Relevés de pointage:
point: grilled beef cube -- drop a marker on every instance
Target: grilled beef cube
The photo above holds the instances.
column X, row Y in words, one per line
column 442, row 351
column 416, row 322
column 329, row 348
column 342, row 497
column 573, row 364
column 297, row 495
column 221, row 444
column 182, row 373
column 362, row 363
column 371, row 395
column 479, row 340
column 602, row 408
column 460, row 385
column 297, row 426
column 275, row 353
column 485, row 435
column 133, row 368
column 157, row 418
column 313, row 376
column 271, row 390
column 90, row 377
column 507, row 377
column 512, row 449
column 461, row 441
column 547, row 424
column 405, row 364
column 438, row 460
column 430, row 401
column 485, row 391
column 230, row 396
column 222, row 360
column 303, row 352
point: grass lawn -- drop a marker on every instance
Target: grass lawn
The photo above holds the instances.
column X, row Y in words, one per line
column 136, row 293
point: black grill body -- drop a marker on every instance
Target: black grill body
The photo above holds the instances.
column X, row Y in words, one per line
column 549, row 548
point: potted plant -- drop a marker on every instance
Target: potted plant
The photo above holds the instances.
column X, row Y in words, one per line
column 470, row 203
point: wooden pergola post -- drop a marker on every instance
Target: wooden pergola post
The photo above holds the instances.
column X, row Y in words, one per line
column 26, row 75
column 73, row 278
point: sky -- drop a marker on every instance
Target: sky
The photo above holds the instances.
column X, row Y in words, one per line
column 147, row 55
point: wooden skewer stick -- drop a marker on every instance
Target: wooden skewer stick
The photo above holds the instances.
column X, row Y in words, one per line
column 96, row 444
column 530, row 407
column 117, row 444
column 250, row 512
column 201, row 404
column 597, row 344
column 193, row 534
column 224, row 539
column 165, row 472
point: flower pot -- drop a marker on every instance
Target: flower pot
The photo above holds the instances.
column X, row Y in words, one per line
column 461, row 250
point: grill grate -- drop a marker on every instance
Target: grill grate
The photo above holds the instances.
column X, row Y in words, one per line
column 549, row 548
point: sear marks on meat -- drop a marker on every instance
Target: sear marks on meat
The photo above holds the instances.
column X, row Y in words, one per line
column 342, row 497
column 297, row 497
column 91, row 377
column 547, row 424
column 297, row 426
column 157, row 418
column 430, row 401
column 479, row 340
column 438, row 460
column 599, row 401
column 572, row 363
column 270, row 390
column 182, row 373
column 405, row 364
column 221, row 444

TRAVAIL DEMANDÉ:
Recopiez toutes les lignes ci-dessus à l'identique.

CORRIGÉ DE L'EXERCICE:
point: grilled beef cube -- drop a marker on every instance
Target: grilled beef cube
The photo above holds the instances.
column X, row Y in words, one per line
column 442, row 351
column 416, row 322
column 329, row 348
column 342, row 497
column 573, row 364
column 297, row 495
column 221, row 444
column 182, row 373
column 362, row 363
column 371, row 395
column 479, row 340
column 602, row 408
column 460, row 385
column 297, row 426
column 275, row 353
column 485, row 435
column 133, row 368
column 157, row 418
column 313, row 376
column 271, row 390
column 90, row 377
column 507, row 377
column 512, row 449
column 461, row 441
column 547, row 424
column 405, row 364
column 438, row 460
column 430, row 401
column 485, row 391
column 230, row 396
column 222, row 360
column 303, row 352
point: grass lawn -- drop a marker on every instance
Target: grass lawn
The photo above holds the instances.
column X, row Y in words, one per line
column 136, row 293
point: black grill body -- drop a marker on every instance
Target: black grill body
The photo above holds the instances.
column X, row Y in words, one per line
column 549, row 548
point: potted plant -- drop a marker on every instance
Target: potted plant
The photo above holds the instances.
column X, row Y in words, one per line
column 470, row 203
point: wooden pergola post -- drop a marker on every instance
Target: wooden pergola post
The photo above holds the instances.
column X, row Y in words, one per line
column 26, row 75
column 73, row 278
point: sky -- drop a marker on every instance
Target: sky
The photo above holds the instances.
column X, row Y in words, one per line
column 147, row 55
point: wooden skewer stick -- drop a marker on every instance
Target: wooden skewer stick
The photo above holds the instances.
column X, row Y in words, one per line
column 96, row 444
column 530, row 407
column 117, row 444
column 250, row 512
column 201, row 404
column 597, row 344
column 193, row 534
column 224, row 539
column 165, row 472
point: flower pot -- drop a marker on every instance
Target: flower pot
The photo above holds the instances.
column X, row Y in words, one per line
column 461, row 250
point: grill grate -- drop a marker on every instance
Target: grill grate
The photo above holds the instances.
column X, row Y in words, one per line
column 549, row 548
point: sear marks on meat -- drop a marker on every instance
Target: sear marks on meat
The photo above holds the instances.
column X, row Y in words, one per line
column 342, row 497
column 297, row 497
column 91, row 377
column 547, row 424
column 297, row 426
column 157, row 418
column 430, row 401
column 479, row 340
column 438, row 460
column 599, row 401
column 572, row 363
column 270, row 390
column 182, row 373
column 405, row 364
column 221, row 444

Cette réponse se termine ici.